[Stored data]
:::
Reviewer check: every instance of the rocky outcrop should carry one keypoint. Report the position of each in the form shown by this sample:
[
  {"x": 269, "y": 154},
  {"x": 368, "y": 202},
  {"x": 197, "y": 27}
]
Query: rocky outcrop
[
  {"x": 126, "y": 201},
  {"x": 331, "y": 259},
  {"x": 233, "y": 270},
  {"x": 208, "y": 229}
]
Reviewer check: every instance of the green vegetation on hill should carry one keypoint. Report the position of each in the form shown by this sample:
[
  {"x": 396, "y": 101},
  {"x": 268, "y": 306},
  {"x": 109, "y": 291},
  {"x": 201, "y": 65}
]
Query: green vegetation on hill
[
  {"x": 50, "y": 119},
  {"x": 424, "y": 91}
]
:::
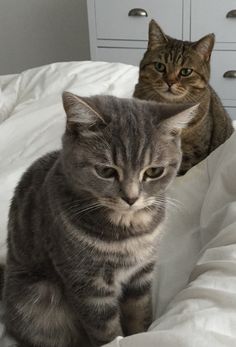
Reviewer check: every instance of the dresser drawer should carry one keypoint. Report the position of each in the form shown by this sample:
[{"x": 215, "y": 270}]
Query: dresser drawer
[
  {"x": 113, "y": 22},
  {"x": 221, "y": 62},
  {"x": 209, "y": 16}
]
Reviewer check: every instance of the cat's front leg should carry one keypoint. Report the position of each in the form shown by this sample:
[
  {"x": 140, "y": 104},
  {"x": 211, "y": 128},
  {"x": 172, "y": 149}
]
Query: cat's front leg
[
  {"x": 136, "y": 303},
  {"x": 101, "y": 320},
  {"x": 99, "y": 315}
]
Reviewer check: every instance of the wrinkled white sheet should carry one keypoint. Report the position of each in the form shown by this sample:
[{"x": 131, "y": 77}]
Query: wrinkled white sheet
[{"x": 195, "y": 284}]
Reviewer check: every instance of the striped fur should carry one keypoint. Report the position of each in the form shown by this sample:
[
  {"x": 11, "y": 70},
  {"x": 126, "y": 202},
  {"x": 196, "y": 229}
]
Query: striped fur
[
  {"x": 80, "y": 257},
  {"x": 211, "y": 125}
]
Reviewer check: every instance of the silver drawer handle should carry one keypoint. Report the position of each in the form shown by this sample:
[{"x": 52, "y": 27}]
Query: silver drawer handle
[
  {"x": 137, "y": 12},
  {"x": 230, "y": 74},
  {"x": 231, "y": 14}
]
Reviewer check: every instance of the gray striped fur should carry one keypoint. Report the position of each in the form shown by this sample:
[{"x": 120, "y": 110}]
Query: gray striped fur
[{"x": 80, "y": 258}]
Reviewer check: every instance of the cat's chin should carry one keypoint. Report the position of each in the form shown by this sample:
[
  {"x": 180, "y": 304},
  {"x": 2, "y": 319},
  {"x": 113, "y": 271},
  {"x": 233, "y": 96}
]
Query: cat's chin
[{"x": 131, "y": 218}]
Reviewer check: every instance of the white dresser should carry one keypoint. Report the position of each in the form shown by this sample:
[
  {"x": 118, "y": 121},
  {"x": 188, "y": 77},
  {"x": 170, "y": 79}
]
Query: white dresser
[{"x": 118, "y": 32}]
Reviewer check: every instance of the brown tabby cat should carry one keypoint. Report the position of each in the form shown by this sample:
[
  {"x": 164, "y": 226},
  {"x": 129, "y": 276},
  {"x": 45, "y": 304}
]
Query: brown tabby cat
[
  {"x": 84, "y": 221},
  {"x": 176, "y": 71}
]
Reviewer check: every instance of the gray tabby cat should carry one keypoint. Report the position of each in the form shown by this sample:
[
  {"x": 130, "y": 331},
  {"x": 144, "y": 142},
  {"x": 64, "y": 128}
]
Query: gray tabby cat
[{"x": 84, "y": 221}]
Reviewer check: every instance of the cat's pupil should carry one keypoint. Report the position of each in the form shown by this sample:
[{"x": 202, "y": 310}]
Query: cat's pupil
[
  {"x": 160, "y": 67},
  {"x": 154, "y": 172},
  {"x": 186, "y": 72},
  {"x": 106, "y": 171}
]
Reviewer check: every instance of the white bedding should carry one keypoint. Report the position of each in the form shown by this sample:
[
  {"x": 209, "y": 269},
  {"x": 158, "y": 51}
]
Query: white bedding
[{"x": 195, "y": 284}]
:::
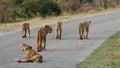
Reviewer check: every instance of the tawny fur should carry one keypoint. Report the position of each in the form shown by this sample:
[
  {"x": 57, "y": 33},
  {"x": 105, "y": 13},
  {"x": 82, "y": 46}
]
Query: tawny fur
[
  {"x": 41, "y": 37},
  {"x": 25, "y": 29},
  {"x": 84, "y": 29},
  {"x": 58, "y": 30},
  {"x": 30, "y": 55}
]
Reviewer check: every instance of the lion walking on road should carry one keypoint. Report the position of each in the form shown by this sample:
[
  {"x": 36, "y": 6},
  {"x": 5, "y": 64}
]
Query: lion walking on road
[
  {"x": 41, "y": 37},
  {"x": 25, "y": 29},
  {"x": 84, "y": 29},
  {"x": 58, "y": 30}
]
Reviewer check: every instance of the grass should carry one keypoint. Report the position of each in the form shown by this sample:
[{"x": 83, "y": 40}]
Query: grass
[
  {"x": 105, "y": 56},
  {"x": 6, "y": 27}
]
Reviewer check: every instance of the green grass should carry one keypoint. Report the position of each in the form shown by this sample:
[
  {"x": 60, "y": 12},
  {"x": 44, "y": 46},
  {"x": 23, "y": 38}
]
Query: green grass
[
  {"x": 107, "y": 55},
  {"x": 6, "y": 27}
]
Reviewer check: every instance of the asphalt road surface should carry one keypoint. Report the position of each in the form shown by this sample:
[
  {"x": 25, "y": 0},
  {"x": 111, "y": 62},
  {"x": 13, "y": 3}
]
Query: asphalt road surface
:::
* What to produce: Output the stretch from the line containing "Reviewer check: every instance of the grass" through the line containing "Query: asphalt road surface" as a Markdown table with the columns Row and Line. Omit any blank lines.

* Task solution:
| Row | Line |
|---|---|
| 1 | Reviewer check: every instance of the grass should carry one keypoint. Report the position of each in the form shown by this sample: |
| 2 | [{"x": 83, "y": 40}] |
| 3 | Query: grass |
| 4 | [ |
| 5 |   {"x": 105, "y": 56}, |
| 6 |   {"x": 6, "y": 27} |
| 7 | ] |
| 8 | Reviewer check: every instance of the green grass should carry one keypoint. Report the position of each in the form shown by this sample: |
| 9 | [ |
| 10 |   {"x": 60, "y": 12}, |
| 11 |   {"x": 44, "y": 46}, |
| 12 |   {"x": 23, "y": 38} |
| 13 | ] |
| 14 | Query: green grass |
| 15 | [ |
| 16 |   {"x": 107, "y": 55}, |
| 17 |   {"x": 6, "y": 27} |
| 18 | ] |
| 19 | Reviewer check: every instance of the asphalt road surface should carry one keypoint. Report the position of each in the form shown by this sample: |
| 20 | [ |
| 21 |   {"x": 25, "y": 0}, |
| 22 |   {"x": 111, "y": 62}, |
| 23 |   {"x": 13, "y": 3} |
| 24 | ] |
| 25 | Query: asphalt road surface |